> THE INPUT
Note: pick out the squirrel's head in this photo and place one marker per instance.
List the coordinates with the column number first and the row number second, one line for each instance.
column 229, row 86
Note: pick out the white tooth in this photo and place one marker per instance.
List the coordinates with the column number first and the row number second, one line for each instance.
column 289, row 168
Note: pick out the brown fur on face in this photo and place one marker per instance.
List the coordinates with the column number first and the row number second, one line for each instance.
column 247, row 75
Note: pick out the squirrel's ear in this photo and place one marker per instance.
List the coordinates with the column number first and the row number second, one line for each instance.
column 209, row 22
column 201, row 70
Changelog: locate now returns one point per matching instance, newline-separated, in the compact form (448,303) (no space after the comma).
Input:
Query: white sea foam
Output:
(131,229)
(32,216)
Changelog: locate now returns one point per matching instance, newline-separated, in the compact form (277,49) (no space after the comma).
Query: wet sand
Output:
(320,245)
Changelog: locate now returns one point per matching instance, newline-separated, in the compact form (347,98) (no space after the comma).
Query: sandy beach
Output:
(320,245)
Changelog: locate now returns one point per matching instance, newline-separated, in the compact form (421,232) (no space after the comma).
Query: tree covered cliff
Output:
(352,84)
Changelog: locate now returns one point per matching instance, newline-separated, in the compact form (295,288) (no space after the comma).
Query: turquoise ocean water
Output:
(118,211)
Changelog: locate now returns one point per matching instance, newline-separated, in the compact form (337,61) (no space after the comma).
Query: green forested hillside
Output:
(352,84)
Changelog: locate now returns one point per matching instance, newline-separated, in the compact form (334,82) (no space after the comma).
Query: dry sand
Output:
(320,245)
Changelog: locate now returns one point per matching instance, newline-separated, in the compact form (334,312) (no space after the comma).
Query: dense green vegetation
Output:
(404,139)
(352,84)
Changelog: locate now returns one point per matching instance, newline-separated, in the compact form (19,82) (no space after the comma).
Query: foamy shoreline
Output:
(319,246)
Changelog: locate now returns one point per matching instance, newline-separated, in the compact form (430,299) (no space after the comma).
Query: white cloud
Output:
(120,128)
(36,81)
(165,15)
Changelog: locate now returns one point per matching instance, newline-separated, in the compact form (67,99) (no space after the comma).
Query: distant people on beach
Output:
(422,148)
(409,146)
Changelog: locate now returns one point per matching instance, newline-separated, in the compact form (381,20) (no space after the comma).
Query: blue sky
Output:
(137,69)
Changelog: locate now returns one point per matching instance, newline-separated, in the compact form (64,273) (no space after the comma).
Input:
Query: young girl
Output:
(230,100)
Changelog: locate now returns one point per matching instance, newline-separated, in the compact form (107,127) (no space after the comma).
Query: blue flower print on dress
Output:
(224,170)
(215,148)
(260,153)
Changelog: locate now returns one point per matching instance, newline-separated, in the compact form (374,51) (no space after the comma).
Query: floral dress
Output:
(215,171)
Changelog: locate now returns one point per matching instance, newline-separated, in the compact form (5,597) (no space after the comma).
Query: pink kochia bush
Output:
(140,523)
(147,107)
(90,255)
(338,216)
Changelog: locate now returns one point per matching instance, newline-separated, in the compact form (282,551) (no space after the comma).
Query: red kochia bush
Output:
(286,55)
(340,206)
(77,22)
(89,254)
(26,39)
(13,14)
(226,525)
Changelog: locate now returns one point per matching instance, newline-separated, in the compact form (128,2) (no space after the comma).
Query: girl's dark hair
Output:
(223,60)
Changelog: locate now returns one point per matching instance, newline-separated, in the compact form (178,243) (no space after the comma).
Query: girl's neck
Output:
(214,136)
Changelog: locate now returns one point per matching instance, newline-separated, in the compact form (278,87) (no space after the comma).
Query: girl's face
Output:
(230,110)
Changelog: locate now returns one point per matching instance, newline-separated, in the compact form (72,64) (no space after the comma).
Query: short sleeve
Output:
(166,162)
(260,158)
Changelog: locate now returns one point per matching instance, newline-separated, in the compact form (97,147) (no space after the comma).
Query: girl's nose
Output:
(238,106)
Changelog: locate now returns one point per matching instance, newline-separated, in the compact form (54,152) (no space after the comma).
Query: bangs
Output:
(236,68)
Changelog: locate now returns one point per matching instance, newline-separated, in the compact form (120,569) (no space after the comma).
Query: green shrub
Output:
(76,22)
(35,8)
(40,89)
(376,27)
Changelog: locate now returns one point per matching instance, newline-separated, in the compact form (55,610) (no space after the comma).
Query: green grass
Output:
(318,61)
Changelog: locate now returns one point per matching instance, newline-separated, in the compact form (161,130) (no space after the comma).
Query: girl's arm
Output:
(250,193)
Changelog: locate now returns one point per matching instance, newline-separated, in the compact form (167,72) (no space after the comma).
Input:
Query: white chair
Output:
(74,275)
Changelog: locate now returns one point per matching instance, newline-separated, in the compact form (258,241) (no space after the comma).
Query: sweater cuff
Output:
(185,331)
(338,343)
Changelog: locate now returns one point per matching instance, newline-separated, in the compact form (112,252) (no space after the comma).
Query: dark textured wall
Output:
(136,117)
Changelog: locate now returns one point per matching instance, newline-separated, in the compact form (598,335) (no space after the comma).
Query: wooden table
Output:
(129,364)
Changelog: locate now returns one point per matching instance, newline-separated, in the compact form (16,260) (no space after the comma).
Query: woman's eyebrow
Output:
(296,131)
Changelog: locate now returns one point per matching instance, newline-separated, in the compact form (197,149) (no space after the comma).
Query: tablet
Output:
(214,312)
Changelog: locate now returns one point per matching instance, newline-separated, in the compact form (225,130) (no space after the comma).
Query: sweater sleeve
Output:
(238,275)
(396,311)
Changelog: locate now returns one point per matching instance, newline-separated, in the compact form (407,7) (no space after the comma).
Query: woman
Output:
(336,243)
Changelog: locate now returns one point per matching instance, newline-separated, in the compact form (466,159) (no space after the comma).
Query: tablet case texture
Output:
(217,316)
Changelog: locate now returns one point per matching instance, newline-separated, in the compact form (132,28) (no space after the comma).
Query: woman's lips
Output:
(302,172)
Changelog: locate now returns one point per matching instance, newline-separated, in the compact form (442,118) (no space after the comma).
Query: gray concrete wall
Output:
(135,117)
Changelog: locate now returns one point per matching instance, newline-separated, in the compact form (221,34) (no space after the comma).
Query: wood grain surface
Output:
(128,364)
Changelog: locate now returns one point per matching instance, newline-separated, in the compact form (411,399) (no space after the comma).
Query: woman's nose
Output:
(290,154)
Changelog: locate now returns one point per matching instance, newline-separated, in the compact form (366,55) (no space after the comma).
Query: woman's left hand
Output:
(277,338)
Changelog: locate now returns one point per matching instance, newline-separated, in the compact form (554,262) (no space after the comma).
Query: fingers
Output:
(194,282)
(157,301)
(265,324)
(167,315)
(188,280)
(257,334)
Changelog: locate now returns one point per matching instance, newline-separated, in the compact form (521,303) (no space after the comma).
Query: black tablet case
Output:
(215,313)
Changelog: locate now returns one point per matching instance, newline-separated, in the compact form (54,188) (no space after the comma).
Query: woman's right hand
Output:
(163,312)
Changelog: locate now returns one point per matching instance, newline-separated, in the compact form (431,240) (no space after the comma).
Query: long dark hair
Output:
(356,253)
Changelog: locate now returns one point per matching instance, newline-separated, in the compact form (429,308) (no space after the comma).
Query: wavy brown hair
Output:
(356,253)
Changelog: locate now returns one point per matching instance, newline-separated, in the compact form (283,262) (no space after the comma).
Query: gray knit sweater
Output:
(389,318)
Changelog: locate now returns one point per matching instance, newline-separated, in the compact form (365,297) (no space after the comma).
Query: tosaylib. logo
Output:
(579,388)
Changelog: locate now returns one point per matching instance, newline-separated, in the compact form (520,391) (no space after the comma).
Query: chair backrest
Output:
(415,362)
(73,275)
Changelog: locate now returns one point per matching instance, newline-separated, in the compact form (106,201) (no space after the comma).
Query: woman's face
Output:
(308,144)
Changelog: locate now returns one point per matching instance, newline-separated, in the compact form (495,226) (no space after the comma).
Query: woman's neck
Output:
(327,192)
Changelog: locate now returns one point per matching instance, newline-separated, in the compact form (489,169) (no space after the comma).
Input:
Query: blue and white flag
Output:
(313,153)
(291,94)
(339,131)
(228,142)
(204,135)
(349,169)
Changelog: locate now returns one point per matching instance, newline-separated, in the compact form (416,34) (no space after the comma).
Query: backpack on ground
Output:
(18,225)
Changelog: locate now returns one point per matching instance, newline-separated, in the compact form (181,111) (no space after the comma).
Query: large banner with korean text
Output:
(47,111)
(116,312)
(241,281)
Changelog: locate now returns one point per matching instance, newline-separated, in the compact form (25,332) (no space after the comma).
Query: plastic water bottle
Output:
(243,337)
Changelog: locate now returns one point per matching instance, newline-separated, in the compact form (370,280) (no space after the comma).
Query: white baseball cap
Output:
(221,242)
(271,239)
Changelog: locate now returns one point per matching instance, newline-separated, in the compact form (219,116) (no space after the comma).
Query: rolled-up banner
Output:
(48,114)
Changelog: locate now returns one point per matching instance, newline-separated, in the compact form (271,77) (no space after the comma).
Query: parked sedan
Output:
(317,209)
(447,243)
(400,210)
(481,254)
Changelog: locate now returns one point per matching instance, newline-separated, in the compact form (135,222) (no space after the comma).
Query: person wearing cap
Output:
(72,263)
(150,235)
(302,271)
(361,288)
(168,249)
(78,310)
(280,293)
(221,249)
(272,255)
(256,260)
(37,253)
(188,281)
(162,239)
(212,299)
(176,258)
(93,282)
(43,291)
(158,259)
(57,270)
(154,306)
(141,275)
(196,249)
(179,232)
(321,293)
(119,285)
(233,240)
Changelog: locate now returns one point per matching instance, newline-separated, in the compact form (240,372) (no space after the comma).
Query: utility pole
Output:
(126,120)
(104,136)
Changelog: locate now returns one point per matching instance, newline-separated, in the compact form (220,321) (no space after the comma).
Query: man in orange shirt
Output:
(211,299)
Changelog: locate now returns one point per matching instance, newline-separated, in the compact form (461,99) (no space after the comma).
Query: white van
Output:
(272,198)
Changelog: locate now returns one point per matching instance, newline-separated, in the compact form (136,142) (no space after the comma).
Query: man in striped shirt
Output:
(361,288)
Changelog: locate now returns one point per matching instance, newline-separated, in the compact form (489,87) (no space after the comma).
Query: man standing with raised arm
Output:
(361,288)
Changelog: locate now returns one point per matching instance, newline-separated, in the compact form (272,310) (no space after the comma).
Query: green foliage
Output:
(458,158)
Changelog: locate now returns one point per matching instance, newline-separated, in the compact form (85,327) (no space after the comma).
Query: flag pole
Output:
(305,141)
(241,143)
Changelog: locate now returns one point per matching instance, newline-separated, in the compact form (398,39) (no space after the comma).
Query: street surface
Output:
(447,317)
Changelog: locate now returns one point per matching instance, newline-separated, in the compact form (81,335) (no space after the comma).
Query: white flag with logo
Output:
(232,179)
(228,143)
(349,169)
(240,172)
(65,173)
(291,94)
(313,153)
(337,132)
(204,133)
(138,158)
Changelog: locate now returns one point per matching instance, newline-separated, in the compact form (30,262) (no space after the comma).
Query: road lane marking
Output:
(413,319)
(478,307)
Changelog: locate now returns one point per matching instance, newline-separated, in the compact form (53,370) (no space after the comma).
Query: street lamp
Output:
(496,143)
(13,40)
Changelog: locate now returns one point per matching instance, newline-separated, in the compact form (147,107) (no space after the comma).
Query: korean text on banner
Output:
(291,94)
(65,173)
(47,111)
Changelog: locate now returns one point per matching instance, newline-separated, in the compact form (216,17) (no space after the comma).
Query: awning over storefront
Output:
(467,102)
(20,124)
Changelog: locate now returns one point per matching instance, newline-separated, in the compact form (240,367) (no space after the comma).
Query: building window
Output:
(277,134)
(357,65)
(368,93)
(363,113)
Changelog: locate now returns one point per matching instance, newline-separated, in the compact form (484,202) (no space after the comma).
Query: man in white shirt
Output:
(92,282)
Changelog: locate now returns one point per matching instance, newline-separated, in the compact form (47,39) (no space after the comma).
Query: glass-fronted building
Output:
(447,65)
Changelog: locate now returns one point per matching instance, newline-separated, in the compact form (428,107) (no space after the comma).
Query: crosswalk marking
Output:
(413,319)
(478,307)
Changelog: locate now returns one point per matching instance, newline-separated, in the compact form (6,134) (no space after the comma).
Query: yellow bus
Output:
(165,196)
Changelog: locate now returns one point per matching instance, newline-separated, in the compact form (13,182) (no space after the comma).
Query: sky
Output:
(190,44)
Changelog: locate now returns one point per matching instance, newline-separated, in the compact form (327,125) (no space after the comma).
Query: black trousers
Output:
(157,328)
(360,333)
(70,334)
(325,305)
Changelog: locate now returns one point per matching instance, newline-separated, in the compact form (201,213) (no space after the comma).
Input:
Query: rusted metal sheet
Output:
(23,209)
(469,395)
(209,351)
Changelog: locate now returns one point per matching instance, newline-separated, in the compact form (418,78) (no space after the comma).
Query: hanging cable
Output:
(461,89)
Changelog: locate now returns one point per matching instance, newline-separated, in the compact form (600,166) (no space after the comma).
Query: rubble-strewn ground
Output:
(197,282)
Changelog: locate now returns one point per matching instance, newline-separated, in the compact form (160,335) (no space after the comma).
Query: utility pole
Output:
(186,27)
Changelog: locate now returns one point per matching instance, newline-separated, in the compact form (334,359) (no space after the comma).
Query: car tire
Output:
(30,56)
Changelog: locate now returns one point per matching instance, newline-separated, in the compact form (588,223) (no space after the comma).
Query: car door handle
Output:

> WORK REQUIRED
Rewrite everything from the line containing "(160,335) (no space after the comma)." down to the end of the material, including the requests, with each point coordinate in the answers multiplied by 0.8 and rounded to a whole number, halves rounding up. Leave the numbers in the requests and in their format samples unchanged.

> ANSWER TO THE TASK
Changelog: locate now returns one point per matching instance, newline-separated, in the compact form (160,335) (no space after the comma).
Query: utility pole
Output:
(149,22)
Changelog: locate now returns one point per matching instance, newline-separated, in the compact form (334,359) (no space after the comma).
Query: car tire
Output:
(24,45)
Changelog: locate now returns one point per matching instance, newline-separated, in the compact form (588,223) (no space after the comma).
Query: car door handle
Output:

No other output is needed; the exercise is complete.